↓

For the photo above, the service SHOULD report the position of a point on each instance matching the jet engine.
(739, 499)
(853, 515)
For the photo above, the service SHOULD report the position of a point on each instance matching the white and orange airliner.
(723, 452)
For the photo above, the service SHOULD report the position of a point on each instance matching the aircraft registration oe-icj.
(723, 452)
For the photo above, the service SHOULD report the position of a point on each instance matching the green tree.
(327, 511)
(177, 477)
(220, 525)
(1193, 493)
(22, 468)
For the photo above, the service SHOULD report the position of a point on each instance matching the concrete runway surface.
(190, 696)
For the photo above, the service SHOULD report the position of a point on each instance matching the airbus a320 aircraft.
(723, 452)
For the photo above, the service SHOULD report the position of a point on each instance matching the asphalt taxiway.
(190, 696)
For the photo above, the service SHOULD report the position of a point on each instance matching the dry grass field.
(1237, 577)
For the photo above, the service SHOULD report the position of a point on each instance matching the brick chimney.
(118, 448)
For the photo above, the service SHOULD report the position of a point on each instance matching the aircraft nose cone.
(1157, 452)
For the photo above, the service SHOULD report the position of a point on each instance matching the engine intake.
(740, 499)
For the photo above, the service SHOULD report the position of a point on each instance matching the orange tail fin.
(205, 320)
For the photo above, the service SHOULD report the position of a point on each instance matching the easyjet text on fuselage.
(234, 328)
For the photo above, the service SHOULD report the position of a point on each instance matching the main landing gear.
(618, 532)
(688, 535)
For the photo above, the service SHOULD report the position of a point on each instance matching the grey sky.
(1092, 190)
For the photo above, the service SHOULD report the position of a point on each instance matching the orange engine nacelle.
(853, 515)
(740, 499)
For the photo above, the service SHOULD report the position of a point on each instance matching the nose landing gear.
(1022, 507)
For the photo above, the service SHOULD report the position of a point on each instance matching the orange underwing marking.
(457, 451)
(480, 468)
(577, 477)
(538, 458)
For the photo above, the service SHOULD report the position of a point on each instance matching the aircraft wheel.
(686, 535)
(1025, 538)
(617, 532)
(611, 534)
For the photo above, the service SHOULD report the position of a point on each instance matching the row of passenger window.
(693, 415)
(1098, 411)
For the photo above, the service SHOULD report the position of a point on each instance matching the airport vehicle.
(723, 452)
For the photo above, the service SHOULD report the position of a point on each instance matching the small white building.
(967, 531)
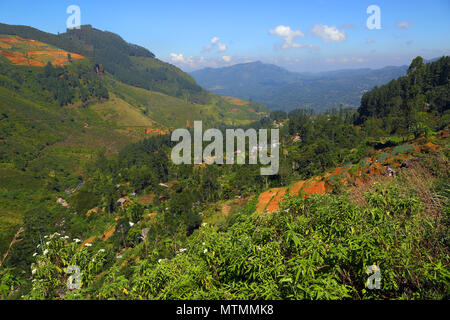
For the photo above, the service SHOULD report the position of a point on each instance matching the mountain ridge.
(282, 89)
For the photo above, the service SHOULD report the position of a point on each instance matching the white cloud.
(328, 34)
(177, 57)
(404, 25)
(214, 40)
(344, 60)
(288, 35)
(222, 47)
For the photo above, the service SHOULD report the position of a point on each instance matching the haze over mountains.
(281, 89)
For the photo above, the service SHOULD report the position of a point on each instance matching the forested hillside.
(129, 63)
(280, 89)
(140, 227)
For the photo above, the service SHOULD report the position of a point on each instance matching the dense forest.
(129, 63)
(139, 227)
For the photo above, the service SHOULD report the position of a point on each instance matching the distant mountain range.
(281, 89)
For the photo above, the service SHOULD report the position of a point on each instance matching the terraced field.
(350, 175)
(27, 52)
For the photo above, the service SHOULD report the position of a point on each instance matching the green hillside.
(128, 63)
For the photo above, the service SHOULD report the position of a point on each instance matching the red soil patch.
(108, 234)
(274, 204)
(5, 45)
(315, 187)
(264, 199)
(18, 58)
(89, 240)
(156, 132)
(146, 199)
(236, 101)
(432, 146)
(336, 172)
(33, 53)
(295, 189)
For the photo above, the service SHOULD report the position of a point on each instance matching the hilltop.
(281, 89)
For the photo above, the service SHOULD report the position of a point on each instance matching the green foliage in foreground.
(314, 248)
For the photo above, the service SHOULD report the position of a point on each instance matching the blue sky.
(298, 35)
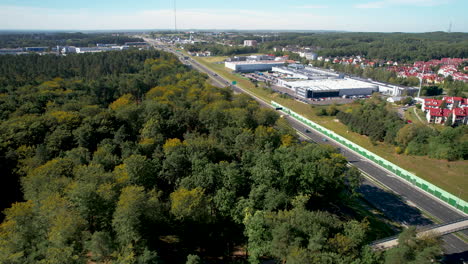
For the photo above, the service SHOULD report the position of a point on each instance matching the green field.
(450, 176)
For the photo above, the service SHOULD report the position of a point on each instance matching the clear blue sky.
(350, 15)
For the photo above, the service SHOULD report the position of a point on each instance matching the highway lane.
(380, 177)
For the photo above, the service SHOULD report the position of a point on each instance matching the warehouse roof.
(256, 62)
(331, 84)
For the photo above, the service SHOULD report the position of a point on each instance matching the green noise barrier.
(452, 200)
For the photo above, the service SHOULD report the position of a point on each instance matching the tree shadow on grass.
(393, 207)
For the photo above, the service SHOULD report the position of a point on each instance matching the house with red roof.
(431, 104)
(437, 115)
(452, 102)
(460, 116)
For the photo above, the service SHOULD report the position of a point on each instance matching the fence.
(424, 185)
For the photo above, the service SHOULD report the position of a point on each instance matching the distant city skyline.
(341, 15)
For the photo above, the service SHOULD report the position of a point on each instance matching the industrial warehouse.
(308, 82)
(253, 65)
(330, 88)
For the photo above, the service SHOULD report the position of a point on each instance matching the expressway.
(442, 229)
(379, 186)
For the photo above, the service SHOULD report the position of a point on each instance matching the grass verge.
(450, 176)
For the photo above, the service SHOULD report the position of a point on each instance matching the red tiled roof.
(460, 111)
(439, 112)
(432, 102)
(450, 100)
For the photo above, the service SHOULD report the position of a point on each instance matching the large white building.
(251, 66)
(330, 88)
(250, 43)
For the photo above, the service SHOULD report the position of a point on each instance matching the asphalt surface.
(398, 200)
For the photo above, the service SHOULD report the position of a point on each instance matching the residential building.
(437, 115)
(250, 43)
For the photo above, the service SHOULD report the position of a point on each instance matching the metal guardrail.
(426, 229)
(423, 185)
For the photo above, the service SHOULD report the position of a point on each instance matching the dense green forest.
(14, 40)
(131, 157)
(375, 118)
(401, 47)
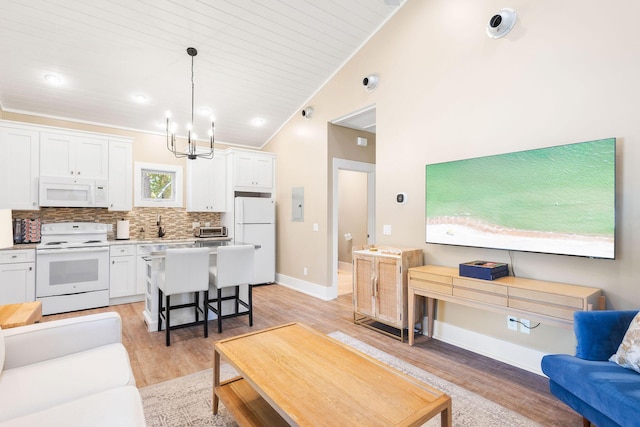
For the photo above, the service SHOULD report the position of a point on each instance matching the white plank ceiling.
(257, 59)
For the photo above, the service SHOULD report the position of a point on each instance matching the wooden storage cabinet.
(380, 286)
(546, 302)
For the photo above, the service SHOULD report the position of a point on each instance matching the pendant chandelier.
(192, 151)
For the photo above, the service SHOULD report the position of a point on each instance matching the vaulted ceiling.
(123, 63)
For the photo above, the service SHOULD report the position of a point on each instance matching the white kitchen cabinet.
(253, 171)
(73, 155)
(19, 168)
(207, 184)
(17, 276)
(122, 271)
(120, 175)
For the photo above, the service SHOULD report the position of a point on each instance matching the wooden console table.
(545, 302)
(295, 375)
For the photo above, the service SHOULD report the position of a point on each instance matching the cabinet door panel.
(388, 290)
(122, 276)
(120, 176)
(17, 283)
(56, 154)
(19, 169)
(363, 285)
(92, 159)
(264, 172)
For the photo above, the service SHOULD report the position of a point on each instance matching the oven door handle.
(71, 250)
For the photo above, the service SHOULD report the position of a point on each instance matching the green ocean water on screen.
(564, 189)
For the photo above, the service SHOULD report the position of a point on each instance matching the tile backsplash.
(177, 222)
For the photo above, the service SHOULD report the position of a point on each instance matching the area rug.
(186, 401)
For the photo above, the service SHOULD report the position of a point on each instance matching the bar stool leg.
(168, 327)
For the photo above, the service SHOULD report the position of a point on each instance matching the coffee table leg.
(445, 416)
(216, 380)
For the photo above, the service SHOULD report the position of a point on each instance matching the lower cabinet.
(122, 272)
(17, 276)
(380, 286)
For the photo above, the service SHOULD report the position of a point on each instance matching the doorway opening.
(351, 181)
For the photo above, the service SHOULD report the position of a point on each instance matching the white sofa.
(70, 372)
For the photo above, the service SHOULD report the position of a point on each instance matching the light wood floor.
(153, 362)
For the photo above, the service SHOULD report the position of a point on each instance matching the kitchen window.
(157, 185)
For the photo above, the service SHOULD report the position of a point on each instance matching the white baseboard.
(504, 351)
(309, 288)
(345, 266)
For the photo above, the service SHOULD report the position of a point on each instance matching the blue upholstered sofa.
(601, 391)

↑

■ Task description ■
Every entry above should be given again exactly, with no images included.

■ Problem solution ■
For the photo above, the service SHOULD report the position of a point on each instance matching the jet engine.
(739, 499)
(853, 515)
For the photo above, the service SHOULD report the position of a point on each instance matching the white and orange airliner.
(723, 452)
For the photo above, the service SHOULD report the position of a point on each instance matching the aircraft registration oe-icj.
(723, 452)
For the photo above, the service SHOULD report the position of a point on each instance matching the green tree.
(327, 511)
(177, 477)
(220, 525)
(1193, 493)
(22, 468)
For the photo above, the service SHOULD report the position of a point on each instance matching the concrete runway surface.
(190, 696)
For the photo above, the service SHOULD report the position of a point on each instance matching the airbus a320 aircraft.
(723, 452)
For the photo above, the service SHOULD report the position of a point on each instance matching the asphalt taxiway.
(190, 696)
For the photo above, the service SHOULD report the position of a point on each instance matching the dry grass field.
(1237, 577)
For the photo above, the service SHOULD report the position of a point on each instance matching the brick chimney.
(118, 448)
For the photo above, the service SHOULD report the position of a point on each instance matching the aircraft nose cone.
(1157, 452)
For the photo above, the service SHOULD report the position of a point on each instance matching the engine intake.
(740, 499)
For the photo above, the service SHOULD report the position of a point on each instance matching the orange tail fin.
(205, 320)
For the photo above, the service SHOULD report the position of a point on each instance matching the easyjet text on fuselage.
(234, 328)
For the photo above, the service SHOULD report the position of a point on each instance matching the main landing gear.
(618, 532)
(688, 535)
For the photo above, the service SHOULD report the position of a point on each instance matching the grey sky.
(1092, 190)
For the photo above, the service SHOULD report the position of a point on each instance matching the orange engine nacelle.
(853, 515)
(740, 499)
For the photo above, the service SHOULD report the position of a point on each instance matching the nose landing gear.
(1022, 507)
For the photo above, the service SHOULD report the position of a point on each instance matching the orange underwing marking.
(457, 451)
(480, 468)
(577, 477)
(538, 458)
For the photo above, the service SHOULD report the position of a point on each instance matching the aircraft wheel.
(686, 535)
(1025, 538)
(617, 532)
(611, 534)
For the photo above, the service SHOULD report the position of a point on each instance matching the row of passenger window.
(693, 415)
(1098, 411)
For the photo above, the service SHOULD report the position of a point on each instance matching the airport vehicle.
(723, 452)
For the photo above, the service SHOULD report the position of a point on each instance matching the small white building.
(967, 531)
For the photo above, the service SHOULD report the position of a point on each instance matching the mountain ridge.
(282, 89)
For the photo above, the service SHOULD report the position of a point on each instance matching the white cloud.
(328, 34)
(177, 57)
(404, 25)
(214, 40)
(344, 60)
(288, 35)
(222, 47)
For the photo above, the service SHOULD report the position of a point on each instance matching the haze over mountains.
(281, 89)
For the photo above, the service SHOULD report the position of a point on each instance matching the forested hillside.
(129, 63)
(280, 89)
(140, 227)
For the photo above, the service SHOULD report the position of a point on each instance matching the dense forest.
(129, 63)
(139, 227)
For the photo above, the service SHOULD report the position of a point on each instance matching the distant mountain range.
(281, 89)
For the photo above, the service SHOULD report the position of a point on each instance matching the terraced field.
(350, 175)
(27, 52)
For the photo above, the service SHOULD report the position of a point on each instance matching the green hillside.
(128, 63)
For the photo above, the service SHOULD report the position of a point on each instance matching the red soil patch.
(108, 234)
(274, 204)
(5, 45)
(315, 187)
(264, 199)
(18, 58)
(89, 240)
(156, 132)
(146, 199)
(236, 101)
(432, 146)
(336, 172)
(33, 53)
(295, 189)
For the photo above, the service SHOULD report the position of a point on each instance matching the hilltop.
(281, 89)
For the photo above, the service SHOULD report the position of a point on each instance matching the green foliage in foreground.
(314, 248)
For the photo above, the service SHOULD report the position of a point on each instance matching the blue sky.
(298, 35)
For the photo above, the service SHOULD report the position of a point on each instance matching the green field.
(450, 176)
For the photo above, the service SHOULD report the position of a point on each instance matching the clear blue sky.
(350, 15)
For the photo above, the service SHOULD report the position of a point on each instance matching the highway lane.
(380, 177)
For the photo above, the service SHOULD report the position of a point on each instance matching the warehouse roof.
(256, 62)
(331, 84)
For the photo above, the service SHOULD report the position of a point on each instance matching the green noise barrier.
(452, 200)
For the photo above, the service SHOULD report the position of a point on each instance matching the tree shadow on grass.
(393, 207)
For the photo above, the service SHOULD report the position of a point on each instance matching the house with red roof.
(431, 104)
(437, 115)
(452, 102)
(460, 116)
For the photo above, the service SHOULD report the position of a point on each instance matching the fence.
(424, 185)
For the photo above, the service SHOULD report the position of a point on each instance matching the distant city skyline.
(341, 15)
For the photo above, the service SHOULD report the position of a point on each instance matching the industrial warehouse.
(308, 82)
(253, 65)
(330, 88)
For the photo above, the service SHOULD report the position of a point on each instance matching the expressway.
(442, 229)
(379, 186)
For the photo above, the service SHOULD report the position of a point on each instance matching the grass verge.
(450, 176)
For the photo above, the service SHOULD report the position of a point on each instance matching the red tiled roof.
(460, 111)
(439, 112)
(432, 102)
(450, 100)
For the photo above, the service SHOULD report the position of a point on each instance matching the large white building.
(251, 66)
(330, 88)
(250, 43)
For the photo above, the service SHOULD report the position of a point on each instance matching the asphalt surface.
(398, 200)
For the photo above, the service SHOULD report the position of a point on each instance matching the residential building.
(437, 115)
(250, 43)
For the photo above, the service SHOULD report the position of a point on each instance matching the metal guardrail.
(426, 229)
(423, 185)
For the photo above, the service SHOULD report the position of a point on each instance matching the dense green forest.
(14, 40)
(131, 157)
(375, 118)
(401, 47)
For the photo above, the service SHOULD report the position of a point on each instance matching the white plank ceiling.
(257, 59)
For the photo above, the service SHOULD report the position of a point on each instance matching the wooden storage cabinet.
(380, 286)
(546, 302)
For the photo above, the service SHOULD report the position of a point on each instance matching the pendant chandelier.
(192, 151)
For the photo above, the service SHOULD report the position of a point on each instance matching the vaulted ceiling.
(123, 63)
For the photo above, the service SHOULD report the position of a point on each instance matching the white kitchen cabinet.
(253, 171)
(73, 155)
(19, 168)
(207, 184)
(17, 276)
(122, 271)
(120, 175)
For the photo above, the service SHOULD report the position of a point on each instance matching the wooden console table.
(545, 302)
(295, 375)
For the photo above, the service SHOULD report the position of a point on each instance matching the cabinet door panel.
(388, 290)
(122, 276)
(120, 176)
(17, 283)
(56, 154)
(19, 169)
(363, 285)
(92, 159)
(264, 172)
For the photo above, the service SHOULD report the position of a point on each instance matching the oven door handle.
(71, 250)
For the photo above, the service SHOULD report the position of a point on each instance matching the green ocean water on screen.
(564, 189)
For the photo above, the service SHOULD report the position of a point on each instance matching the tile backsplash.
(177, 222)
For the photo above, the service SHOULD report the position of a point on each instance matching the area rug.
(186, 401)
For the photo above, the service SHOULD report the position of a point on each instance matching the bar stool leg.
(168, 327)
For the photo above, the service SHOULD report the position of a point on each instance matching the coffee table leg.
(445, 416)
(216, 380)
For the photo above, the service SHOULD report the position of a point on each instance matching the lower cabinet.
(122, 272)
(17, 276)
(380, 286)
For the photo above, the service SHOULD report the position of a point on each instance matching the doorway opening.
(351, 181)
For the photo above, the service SHOULD report the position of a point on each instance matching the white sofa.
(70, 372)
For the photo above, the service SHOULD report the position of a point on each instance matching the light wood floor.
(153, 362)
For the photo above, the service SHOULD report the position of a point on each instance matching the kitchen window.
(157, 185)
For the photo above, the service SHOULD report the position of a point on each instance matching the white baseboard.
(504, 351)
(309, 288)
(345, 266)
For the photo above, the service SHOULD report the position of a point on each instance matching the blue upholstered sofa.
(601, 391)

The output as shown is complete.